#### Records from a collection
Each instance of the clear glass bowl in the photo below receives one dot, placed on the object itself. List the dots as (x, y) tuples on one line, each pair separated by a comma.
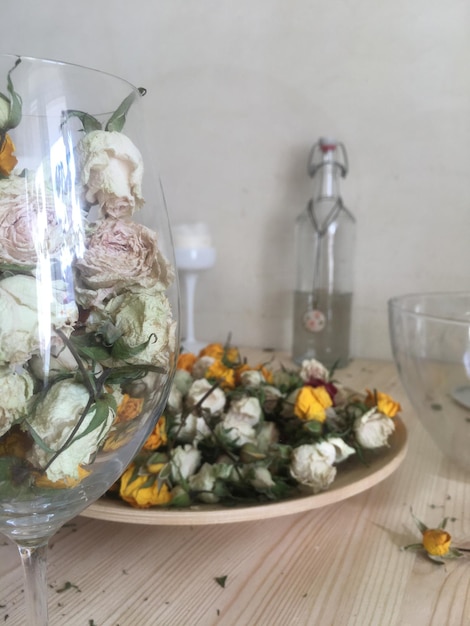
[(430, 338)]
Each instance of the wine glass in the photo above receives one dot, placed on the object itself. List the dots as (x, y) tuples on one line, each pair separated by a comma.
[(430, 337), (194, 253), (88, 298)]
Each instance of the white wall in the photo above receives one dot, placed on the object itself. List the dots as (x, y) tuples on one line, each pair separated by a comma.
[(239, 90)]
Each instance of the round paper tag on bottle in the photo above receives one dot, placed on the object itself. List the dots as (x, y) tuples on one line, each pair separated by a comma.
[(314, 321)]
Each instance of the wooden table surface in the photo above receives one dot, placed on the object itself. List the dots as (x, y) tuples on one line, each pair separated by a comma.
[(337, 565)]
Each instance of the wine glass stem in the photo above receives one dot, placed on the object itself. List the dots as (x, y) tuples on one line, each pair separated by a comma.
[(34, 561), (190, 279)]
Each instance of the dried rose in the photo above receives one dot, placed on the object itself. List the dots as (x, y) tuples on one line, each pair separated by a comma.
[(118, 256), (111, 172)]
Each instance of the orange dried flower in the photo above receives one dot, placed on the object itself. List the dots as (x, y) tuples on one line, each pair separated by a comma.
[(135, 493), (158, 436), (7, 159), (436, 541), (220, 352), (129, 408)]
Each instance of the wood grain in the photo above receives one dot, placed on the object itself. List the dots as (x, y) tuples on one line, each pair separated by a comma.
[(340, 565)]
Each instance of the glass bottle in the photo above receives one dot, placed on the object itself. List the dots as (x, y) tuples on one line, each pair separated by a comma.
[(325, 248)]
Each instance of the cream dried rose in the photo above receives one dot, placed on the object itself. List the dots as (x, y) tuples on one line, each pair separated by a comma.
[(120, 255), (312, 465), (214, 402), (185, 460), (17, 389), (246, 409), (373, 429), (262, 479), (54, 419), (25, 213), (252, 378), (111, 169), (21, 334), (142, 317)]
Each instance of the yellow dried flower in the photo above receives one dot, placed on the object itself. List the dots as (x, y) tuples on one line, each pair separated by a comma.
[(64, 483), (129, 408), (158, 437), (436, 541), (7, 159), (385, 404), (311, 402), (142, 493), (221, 372)]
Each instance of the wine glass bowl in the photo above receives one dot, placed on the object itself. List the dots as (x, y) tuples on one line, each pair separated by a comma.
[(88, 297), (430, 338)]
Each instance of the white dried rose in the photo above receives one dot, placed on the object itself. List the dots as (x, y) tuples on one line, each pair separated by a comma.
[(53, 421), (267, 434), (25, 213), (312, 465), (252, 378), (235, 431), (193, 429), (271, 397), (246, 409), (313, 369), (17, 389), (111, 169), (21, 334), (289, 404), (201, 366), (203, 482), (342, 449), (141, 317), (64, 361), (120, 256), (373, 429), (215, 401), (185, 460)]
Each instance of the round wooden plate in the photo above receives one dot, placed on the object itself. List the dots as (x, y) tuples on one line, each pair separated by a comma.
[(352, 478)]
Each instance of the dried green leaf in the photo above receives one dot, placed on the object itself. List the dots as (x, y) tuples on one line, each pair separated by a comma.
[(102, 408), (122, 351), (118, 118)]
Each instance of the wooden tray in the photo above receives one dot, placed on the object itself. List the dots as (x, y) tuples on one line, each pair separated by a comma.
[(352, 478)]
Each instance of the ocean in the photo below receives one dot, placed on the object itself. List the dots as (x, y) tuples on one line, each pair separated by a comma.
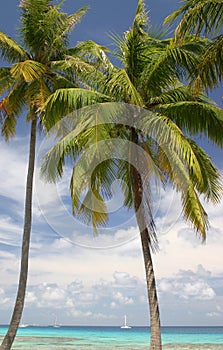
[(109, 338)]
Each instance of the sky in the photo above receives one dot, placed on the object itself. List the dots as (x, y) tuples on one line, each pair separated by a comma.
[(97, 280)]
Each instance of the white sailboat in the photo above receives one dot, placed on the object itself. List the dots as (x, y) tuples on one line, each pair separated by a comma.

#### Task directions
Each line above must be repeated exactly in the answer, with pictures omitted.

#### Response below
Each instance of the clear glass bowl in the photo below receives one dot, placed on the object itself. List the dots as (x, y) tuples on one line, each pair separated by a comma.
[(430, 338)]
Each instance of the wine glass in the photo above receives one dot, placed on the object itself. List the dots as (x, y) tuples on one line, each pair separated by a comma.
[(430, 337), (194, 253), (88, 298)]
Each instance of the white wall in the photo above receives one dot, placed on the object itself. List the dots as (x, y) tuples on one line, each pair separated by a comma.
[(239, 90)]
Each instance of the round paper tag on bottle in the photo above receives one dot, placed on the object itself. List the dots as (x, y) tuples on one line, each pair separated by a comma.
[(314, 321)]
Each instance of the wooden table surface in the photo above receives one dot, placed on the object itself. List the dots as (x, y) tuples on one line, each pair separated by a comma.
[(337, 565)]
Each instance of the wine glass stem in the photo above receives one dot, placed on the object itself. List the dots as (x, y) tuples on one line, each pair separated by a comma.
[(34, 561), (190, 279)]
Each instance of the dried rose in the photo above receives one dot, placed on the object itself. List the dots as (x, y) tuples on one line, each pair separated by a comma.
[(118, 256), (111, 172)]
Each instance of the orange dried flower in the photo above receives one dot, placed on the object itself. List the dots as (x, y) tuples on one line, each pair separated by a comma.
[(135, 493), (158, 436), (7, 159), (436, 541), (220, 352), (129, 408)]
Each instance of the wood grain in the photo above receives one dot, placed on the object itself. List the dots as (x, y) tuples on one line, each pair separated by a comma.
[(340, 565)]
Each instance of the glass bottle in the photo above receives one dot, placed on the object itself. List the dots as (x, y) tuples on one line, each pair separated by a comma.
[(325, 248)]
Each instance of the cream dried rose in the photo above receives one dot, placed on the object itself. List the dots as (x, y) tuples on one line, each pair separated by a comma.
[(120, 255), (312, 465), (214, 402), (185, 460), (17, 389), (246, 409), (373, 429), (262, 479), (54, 419), (25, 213), (252, 378), (111, 169), (21, 334), (142, 317)]
Each instance of the yellow dried flower in the photo above receives one dot, placed on the object itself. List the dots as (x, y) tuples on one line, each pair separated by a comma.
[(64, 483), (129, 408), (158, 437), (436, 541), (7, 159), (385, 404), (311, 402), (142, 493), (221, 372)]
Each instance of the wine glass bowl in the photo above receives one dot, placed on the object itself. List the dots as (x, y) tuples on one line, each pair separated by a comma.
[(88, 297), (430, 338)]
Each instance of the white dried rose in the photo above receives one dot, placed on the object itself. List the dots as (x, y) tuples on one line, each pair separated by a comma.
[(53, 421), (267, 434), (25, 213), (312, 465), (252, 378), (235, 431), (193, 429), (271, 397), (246, 409), (313, 369), (17, 389), (111, 169), (21, 334), (289, 404), (201, 366), (203, 482), (342, 449), (141, 317), (64, 361), (120, 256), (373, 429), (215, 401), (185, 460)]
Each instance of the round wooden plate in the photo above receives one dot, placed on the object itself. List the dots as (x, y) tuples on one line, each pair separated by a comma.
[(352, 478)]
Each instance of the dried green leaf in the photo above receives one dot, placed on the object itself. List the dots as (x, y) tuples on one line, each pair separated by a comma.
[(102, 408), (122, 351), (118, 118)]
Each instance of the wooden tray in the photo above receives one dot, placed on the object itself. List the dots as (x, y) tuples on one line, each pair separated by a comma.
[(352, 478)]
Each instance of the ocean in the photo below receives one dot, placed on the object itself. List the dots as (x, y) tuples on one line, each pair separated by a comma.
[(109, 338)]
Each instance of the sky in the photo above receives one dot, placed on the object itself. List the dots as (x, y) tuples on one line, each pair separated by a comma.
[(97, 280)]
Each instance of the white sailboat in the photo above receives one dot, placed on the object itself. List the dots as (x, y) tuples on one line, each pair separated by a comma.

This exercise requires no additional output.